• _Goal_
Write out the material below word for word, leaving out the pictures.

Pointing dataset excerpts
....
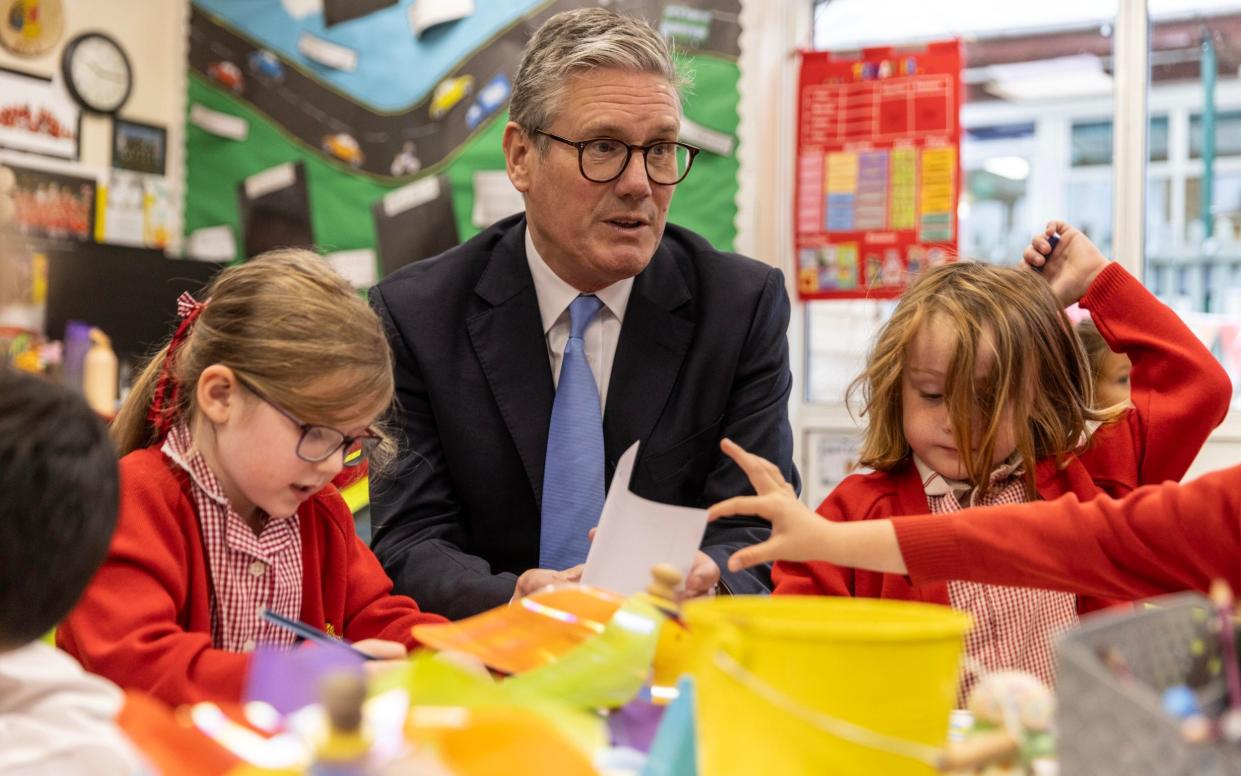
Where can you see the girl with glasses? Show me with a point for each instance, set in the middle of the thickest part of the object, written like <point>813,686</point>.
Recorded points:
<point>230,440</point>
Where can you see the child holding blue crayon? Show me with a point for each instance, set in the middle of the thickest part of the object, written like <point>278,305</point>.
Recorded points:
<point>230,440</point>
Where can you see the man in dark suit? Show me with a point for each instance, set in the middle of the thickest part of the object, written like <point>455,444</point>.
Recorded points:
<point>680,344</point>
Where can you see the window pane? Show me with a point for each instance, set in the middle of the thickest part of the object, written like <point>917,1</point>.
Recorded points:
<point>1092,142</point>
<point>1194,251</point>
<point>1227,134</point>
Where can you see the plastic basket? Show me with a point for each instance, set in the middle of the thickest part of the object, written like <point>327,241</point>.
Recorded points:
<point>1115,725</point>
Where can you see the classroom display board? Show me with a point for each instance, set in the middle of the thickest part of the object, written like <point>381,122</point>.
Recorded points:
<point>878,169</point>
<point>386,122</point>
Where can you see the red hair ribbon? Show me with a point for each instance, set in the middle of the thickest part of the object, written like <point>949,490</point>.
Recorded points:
<point>168,391</point>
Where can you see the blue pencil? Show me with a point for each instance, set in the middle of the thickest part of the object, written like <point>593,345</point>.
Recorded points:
<point>310,633</point>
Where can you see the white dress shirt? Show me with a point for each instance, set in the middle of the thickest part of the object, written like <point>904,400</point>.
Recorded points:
<point>602,334</point>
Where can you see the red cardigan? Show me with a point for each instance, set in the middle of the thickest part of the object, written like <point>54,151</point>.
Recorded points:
<point>1158,539</point>
<point>1179,394</point>
<point>145,618</point>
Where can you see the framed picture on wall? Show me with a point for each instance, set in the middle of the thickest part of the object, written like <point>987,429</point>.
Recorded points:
<point>53,205</point>
<point>142,148</point>
<point>37,117</point>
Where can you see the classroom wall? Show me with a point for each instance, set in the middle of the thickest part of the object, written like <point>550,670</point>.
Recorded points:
<point>153,34</point>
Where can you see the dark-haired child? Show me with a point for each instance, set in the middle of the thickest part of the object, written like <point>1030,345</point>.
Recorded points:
<point>57,513</point>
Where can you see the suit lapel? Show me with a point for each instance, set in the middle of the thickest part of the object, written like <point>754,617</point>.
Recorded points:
<point>510,347</point>
<point>653,344</point>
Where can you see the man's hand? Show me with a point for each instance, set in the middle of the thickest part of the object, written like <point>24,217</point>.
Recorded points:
<point>537,579</point>
<point>1071,267</point>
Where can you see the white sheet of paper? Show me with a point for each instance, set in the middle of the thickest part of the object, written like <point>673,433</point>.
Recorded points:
<point>411,195</point>
<point>706,138</point>
<point>272,179</point>
<point>494,198</point>
<point>426,14</point>
<point>358,266</point>
<point>300,9</point>
<point>221,124</point>
<point>212,243</point>
<point>636,534</point>
<point>328,54</point>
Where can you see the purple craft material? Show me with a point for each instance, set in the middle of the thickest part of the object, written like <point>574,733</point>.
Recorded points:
<point>634,724</point>
<point>288,679</point>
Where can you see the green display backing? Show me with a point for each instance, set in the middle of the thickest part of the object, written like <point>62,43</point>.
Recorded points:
<point>341,198</point>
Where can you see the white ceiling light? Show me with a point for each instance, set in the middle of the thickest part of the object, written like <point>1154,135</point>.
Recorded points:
<point>1057,78</point>
<point>1013,168</point>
....
• _Expected answer_
Where can you see the girl with glasses? Show me with a point for each instance, set in the middle of the thickest part of the object, written like <point>813,686</point>.
Recorded points:
<point>230,440</point>
Where can you see the child holding blue crayon? Show me with a point for each instance, set in the middle of the thickest part of the object, written like <point>278,305</point>.
Recorded points:
<point>230,440</point>
Where can you see the man in dark suit? Show me with a point for each instance, set in the middle of the thickest part of the object, written like <point>455,444</point>.
Recorded points:
<point>680,344</point>
Where can you see the window pane? Show me with a point for each instance, set in the middle of the thickest part of the object, written like <point>917,1</point>.
Recorded points:
<point>1092,142</point>
<point>1194,251</point>
<point>1227,134</point>
Where can you see the plastic basket? Show me with a point for each instance, set in the middle of the thickest part of the object, written like <point>327,241</point>.
Recorded points:
<point>1115,725</point>
Where can you see the classroom display board? Show me with a point for each instance, set in the middle of the thickest part of the object, written like <point>381,122</point>.
Recorded points:
<point>878,169</point>
<point>386,122</point>
Where can you see the red hair ribbon? Show me with a point for each instance, set in the middle of the thickest part of the object, written like <point>949,490</point>.
Recorded points:
<point>168,391</point>
Where can you see the blue pencil? Show me with a point for each instance, set in the middle of the thickest part of the object, written like <point>593,345</point>.
Recorded points:
<point>310,633</point>
Where can you see the white dress shirt? Show me with a point for each instance, set in the middle of the thickest part of the object, written like <point>904,400</point>.
Recorded points:
<point>602,334</point>
Where can you see the red cardigan? Show me with a point for each instance, set in the middle of the thickest part of the object, written like <point>54,151</point>.
Recorded points:
<point>1158,539</point>
<point>1179,394</point>
<point>145,618</point>
Where can you see the framed picture on wall? Show me with a point for each instance, set in the middle of the thickest part of the object, written like <point>987,429</point>.
Recorded points:
<point>53,205</point>
<point>142,148</point>
<point>37,117</point>
Where can you see the classroom wall? Show me with a point for each instance, set in the middle of the thickest part of the object, written like <point>550,670</point>.
Recorded points:
<point>153,34</point>
Where can you see the dark-haired child? Show me with a point for each instance, set in the middle of the thickest part of the object, written like <point>1030,345</point>.
Recorded points:
<point>57,513</point>
Where can you see the suit lapel? Show me with a point for each instance, set in the middle of the thickest part of the object, written like <point>754,617</point>.
Recorded points:
<point>510,347</point>
<point>653,344</point>
Where can you see the man's hand? Show me with a point for each instance, set in the middle of the thickest part of the object, written like <point>24,217</point>.
Recorded points:
<point>537,579</point>
<point>1071,267</point>
Where can you see the white sheet of paper? Show me with a point for each instance, set in the middle of the thickest part of the object, written like <point>673,433</point>.
Recorded points:
<point>411,195</point>
<point>706,138</point>
<point>272,179</point>
<point>494,198</point>
<point>426,14</point>
<point>358,266</point>
<point>300,9</point>
<point>221,124</point>
<point>212,243</point>
<point>636,534</point>
<point>328,54</point>
Where can you see the purple craft material? Show me with a point for each instance, set in the middle of the thickest part of the object, written like <point>574,733</point>.
Recorded points:
<point>634,724</point>
<point>288,679</point>
Where can you see the green display backing? Show me with a point for each instance, set in the middle of the thickest part of the object, written like <point>62,43</point>.
Recorded points:
<point>341,198</point>
Where can you see the white ceiling light? Show me with a point for each instance, set in the middle of the thickest part of the object, written like <point>1154,135</point>.
Recorded points:
<point>1057,78</point>
<point>1013,168</point>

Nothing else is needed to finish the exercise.